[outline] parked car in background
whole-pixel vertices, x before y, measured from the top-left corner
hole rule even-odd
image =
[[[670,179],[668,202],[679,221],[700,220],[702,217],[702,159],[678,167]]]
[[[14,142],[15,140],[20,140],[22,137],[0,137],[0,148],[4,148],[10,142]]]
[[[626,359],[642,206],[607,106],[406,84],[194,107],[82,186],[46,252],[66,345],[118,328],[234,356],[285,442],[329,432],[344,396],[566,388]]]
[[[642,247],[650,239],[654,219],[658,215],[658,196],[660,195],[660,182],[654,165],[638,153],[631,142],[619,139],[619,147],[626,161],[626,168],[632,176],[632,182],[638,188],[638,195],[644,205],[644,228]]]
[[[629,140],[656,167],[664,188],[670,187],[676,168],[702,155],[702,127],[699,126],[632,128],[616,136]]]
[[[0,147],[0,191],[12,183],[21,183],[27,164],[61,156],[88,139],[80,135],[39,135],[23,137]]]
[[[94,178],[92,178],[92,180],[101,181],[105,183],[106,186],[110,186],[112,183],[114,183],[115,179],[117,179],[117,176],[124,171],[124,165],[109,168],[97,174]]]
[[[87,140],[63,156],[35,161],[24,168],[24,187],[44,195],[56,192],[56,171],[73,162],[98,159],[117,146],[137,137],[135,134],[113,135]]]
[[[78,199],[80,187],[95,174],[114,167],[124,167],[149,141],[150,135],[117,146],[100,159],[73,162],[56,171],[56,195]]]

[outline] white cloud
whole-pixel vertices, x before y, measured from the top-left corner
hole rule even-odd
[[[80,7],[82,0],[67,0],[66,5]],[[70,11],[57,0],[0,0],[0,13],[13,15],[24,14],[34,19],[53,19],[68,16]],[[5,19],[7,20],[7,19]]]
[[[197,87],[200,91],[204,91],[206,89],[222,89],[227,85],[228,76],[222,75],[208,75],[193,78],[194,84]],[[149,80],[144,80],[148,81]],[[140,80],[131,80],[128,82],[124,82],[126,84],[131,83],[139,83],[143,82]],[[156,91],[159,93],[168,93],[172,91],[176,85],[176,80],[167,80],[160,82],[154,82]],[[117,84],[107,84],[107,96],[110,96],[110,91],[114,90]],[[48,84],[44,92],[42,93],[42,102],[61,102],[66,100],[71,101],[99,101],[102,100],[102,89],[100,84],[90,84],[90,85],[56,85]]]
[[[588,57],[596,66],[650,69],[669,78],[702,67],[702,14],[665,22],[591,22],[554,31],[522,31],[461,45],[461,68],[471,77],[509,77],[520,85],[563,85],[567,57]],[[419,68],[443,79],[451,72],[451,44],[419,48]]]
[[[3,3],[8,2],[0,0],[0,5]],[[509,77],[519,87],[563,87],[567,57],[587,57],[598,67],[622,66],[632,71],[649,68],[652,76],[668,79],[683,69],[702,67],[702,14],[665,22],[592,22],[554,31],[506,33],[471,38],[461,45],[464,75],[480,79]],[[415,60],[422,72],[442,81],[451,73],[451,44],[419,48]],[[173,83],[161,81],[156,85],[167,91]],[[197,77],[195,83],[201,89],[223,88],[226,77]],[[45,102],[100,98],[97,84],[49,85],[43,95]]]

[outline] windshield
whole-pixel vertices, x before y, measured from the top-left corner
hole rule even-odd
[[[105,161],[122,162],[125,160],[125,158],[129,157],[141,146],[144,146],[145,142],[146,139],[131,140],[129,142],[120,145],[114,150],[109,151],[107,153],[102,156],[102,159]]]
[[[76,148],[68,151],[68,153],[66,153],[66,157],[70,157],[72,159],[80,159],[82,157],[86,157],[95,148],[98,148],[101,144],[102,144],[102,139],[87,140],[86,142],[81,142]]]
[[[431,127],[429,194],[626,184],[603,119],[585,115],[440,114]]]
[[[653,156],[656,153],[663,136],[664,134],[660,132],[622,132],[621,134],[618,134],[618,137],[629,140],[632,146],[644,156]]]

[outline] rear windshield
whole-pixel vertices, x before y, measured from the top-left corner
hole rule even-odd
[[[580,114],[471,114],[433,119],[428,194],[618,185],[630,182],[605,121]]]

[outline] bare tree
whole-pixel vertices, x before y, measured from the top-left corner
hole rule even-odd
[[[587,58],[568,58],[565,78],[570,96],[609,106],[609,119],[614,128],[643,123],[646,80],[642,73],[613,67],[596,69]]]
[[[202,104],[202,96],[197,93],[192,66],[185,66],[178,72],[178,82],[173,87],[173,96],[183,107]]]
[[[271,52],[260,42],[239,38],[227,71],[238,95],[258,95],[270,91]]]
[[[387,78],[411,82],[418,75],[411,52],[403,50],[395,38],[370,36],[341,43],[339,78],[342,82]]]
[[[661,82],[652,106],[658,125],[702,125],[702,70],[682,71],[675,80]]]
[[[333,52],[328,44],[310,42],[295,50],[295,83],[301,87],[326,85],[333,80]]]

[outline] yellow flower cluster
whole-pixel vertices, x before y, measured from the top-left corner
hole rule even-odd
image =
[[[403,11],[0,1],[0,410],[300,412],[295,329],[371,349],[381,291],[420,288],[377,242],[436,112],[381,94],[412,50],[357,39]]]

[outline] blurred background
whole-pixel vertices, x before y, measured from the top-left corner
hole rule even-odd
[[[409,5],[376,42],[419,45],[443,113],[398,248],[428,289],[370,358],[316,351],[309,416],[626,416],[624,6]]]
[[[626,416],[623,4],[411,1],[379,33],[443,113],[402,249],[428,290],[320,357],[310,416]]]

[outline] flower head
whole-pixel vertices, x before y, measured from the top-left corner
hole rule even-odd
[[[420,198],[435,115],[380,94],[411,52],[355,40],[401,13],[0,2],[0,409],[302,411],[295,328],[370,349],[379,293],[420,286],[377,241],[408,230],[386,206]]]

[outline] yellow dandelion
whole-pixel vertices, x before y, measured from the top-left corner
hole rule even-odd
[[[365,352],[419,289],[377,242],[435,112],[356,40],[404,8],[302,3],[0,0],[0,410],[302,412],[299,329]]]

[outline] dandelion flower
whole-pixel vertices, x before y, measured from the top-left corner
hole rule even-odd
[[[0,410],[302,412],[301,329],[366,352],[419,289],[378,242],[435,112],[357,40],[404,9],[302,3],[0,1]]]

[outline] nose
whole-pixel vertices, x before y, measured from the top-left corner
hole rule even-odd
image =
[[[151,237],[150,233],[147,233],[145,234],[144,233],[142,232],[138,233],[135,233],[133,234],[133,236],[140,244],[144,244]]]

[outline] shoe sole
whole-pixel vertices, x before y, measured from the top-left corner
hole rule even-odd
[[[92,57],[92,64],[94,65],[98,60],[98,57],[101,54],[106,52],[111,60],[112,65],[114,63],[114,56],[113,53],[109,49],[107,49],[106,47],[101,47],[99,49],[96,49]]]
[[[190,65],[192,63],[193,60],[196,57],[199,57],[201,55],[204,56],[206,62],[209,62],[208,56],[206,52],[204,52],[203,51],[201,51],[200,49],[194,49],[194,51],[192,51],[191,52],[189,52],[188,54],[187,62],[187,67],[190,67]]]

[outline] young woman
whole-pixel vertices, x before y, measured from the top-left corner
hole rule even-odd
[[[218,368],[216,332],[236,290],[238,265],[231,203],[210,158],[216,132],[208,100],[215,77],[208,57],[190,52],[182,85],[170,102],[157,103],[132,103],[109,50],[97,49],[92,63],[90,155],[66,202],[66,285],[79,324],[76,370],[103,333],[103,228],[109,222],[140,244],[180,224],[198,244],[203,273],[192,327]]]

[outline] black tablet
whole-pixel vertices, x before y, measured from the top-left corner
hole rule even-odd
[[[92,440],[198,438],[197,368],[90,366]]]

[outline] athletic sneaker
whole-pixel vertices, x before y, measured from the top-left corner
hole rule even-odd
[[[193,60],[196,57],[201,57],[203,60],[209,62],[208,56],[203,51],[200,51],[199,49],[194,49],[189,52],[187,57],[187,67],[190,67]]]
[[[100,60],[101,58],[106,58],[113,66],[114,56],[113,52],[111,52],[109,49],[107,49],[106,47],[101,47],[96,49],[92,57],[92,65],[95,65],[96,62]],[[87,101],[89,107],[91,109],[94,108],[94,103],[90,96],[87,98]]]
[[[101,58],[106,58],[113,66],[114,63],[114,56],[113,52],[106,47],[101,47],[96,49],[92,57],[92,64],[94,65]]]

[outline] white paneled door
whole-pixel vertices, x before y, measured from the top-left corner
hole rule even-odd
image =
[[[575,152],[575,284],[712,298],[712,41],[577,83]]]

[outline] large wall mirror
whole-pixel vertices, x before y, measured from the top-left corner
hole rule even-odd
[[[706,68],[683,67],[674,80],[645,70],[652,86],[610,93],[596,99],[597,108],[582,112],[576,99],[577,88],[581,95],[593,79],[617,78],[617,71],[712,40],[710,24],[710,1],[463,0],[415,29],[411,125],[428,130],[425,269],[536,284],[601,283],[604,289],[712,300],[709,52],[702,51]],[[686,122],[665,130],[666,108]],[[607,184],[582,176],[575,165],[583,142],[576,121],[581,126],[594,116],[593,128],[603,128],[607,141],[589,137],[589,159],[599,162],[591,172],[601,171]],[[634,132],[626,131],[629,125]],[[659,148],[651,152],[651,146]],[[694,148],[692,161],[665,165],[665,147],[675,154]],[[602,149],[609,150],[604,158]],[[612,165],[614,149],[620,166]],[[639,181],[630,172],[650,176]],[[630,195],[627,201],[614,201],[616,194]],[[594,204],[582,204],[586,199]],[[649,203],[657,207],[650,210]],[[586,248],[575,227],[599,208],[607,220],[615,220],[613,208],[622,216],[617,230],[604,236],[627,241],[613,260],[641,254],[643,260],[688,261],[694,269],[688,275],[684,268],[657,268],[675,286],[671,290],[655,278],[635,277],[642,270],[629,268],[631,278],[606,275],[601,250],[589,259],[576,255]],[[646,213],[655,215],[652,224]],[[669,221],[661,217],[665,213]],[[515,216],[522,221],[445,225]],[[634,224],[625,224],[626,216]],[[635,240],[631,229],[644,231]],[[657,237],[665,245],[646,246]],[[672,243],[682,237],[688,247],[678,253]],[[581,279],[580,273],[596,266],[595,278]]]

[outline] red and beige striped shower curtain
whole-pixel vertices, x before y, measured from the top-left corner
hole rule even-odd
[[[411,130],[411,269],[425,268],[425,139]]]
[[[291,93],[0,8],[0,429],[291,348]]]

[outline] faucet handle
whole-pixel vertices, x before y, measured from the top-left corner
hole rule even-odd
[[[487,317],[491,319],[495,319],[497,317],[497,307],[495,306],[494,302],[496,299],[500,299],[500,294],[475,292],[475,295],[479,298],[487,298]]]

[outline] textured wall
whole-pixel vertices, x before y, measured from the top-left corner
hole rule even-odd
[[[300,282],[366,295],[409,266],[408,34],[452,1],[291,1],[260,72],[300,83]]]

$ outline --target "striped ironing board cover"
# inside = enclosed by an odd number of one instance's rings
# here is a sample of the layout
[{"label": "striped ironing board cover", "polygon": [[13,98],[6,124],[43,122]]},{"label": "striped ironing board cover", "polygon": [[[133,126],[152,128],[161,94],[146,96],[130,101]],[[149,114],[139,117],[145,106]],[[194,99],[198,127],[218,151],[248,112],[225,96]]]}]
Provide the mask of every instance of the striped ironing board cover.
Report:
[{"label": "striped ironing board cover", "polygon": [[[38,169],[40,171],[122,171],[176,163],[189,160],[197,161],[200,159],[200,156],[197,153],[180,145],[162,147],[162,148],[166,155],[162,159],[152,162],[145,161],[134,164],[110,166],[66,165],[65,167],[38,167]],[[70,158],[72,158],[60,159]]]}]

▸ GOAL
Rewrite the entries above as a numbered list, beginning at the line that contains "[outline] textured wall" and continuing through the last line of the entries, with both ends included. Omit any blank lines.

▸ EXERCISE OUTPUT
1. [outline] textured wall
2. whole-pixel vertices, x before y, measured from the top-left corner
3. hole rule even-odd
4. [[[300,282],[366,295],[409,266],[408,34],[452,1],[291,1],[260,72],[300,83]]]
5. $ outline --target "striped ironing board cover"
6. # inside = enclosed by an odd number of one instance's rings
7. # here is a sample of the layout
8. [{"label": "striped ironing board cover", "polygon": [[13,98],[6,124],[43,122]]},{"label": "striped ironing board cover", "polygon": [[[133,126],[152,128],[161,94],[146,96],[130,101]],[[149,114],[139,117],[145,106]],[[194,99],[198,127],[218,151],[248,112],[225,96]]]}]
9. Provide the mask of every instance of the striped ironing board cover.
10. Report:
11. [{"label": "striped ironing board cover", "polygon": [[[38,169],[40,171],[122,171],[176,163],[189,160],[197,161],[200,159],[200,156],[197,153],[180,145],[162,147],[162,148],[166,155],[162,159],[152,162],[145,161],[134,164],[110,166],[66,165],[65,167],[38,167]],[[70,158],[72,158],[60,159]]]}]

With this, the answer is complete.